[Short exercise]: List each line in the rows below that contains the string "tofu". Case counts.

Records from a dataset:

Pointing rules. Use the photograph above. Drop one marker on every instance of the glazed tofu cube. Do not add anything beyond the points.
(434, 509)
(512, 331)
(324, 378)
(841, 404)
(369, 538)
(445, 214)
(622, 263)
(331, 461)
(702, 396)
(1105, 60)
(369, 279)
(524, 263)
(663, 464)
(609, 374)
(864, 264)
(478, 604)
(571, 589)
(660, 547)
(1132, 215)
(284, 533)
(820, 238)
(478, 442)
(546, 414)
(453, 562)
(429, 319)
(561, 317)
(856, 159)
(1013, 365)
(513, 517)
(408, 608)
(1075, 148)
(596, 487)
...
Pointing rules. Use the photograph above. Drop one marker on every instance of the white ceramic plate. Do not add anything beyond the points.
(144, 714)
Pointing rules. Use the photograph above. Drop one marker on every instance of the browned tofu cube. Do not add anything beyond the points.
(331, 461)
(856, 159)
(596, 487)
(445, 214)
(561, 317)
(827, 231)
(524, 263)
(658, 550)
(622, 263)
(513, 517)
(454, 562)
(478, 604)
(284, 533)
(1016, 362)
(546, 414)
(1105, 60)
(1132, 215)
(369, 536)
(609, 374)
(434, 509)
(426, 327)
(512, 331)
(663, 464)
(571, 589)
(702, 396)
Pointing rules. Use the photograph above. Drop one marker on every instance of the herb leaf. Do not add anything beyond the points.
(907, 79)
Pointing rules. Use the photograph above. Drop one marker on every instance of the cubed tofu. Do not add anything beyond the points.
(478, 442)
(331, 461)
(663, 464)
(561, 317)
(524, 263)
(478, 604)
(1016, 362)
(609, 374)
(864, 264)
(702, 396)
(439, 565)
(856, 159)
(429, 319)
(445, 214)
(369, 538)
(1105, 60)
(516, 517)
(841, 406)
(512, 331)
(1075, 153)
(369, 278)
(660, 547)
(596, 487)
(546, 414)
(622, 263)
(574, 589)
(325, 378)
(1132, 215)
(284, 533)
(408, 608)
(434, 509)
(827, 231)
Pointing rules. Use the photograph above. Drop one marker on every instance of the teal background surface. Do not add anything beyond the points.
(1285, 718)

[The output]:
Pointing rules. Use the photograph above. Drop one marker on every instance of the glazed tofu cube. Do not add anything beyond the points.
Pointing rules. Use the photograph above. Drop one marker on every instance of the browned tofu cube. Do not add anything beyond the points.
Pointing rules. Use the photograph above. Drop one marker on every instance of the cubed tofu. Do not add anything beyond the points.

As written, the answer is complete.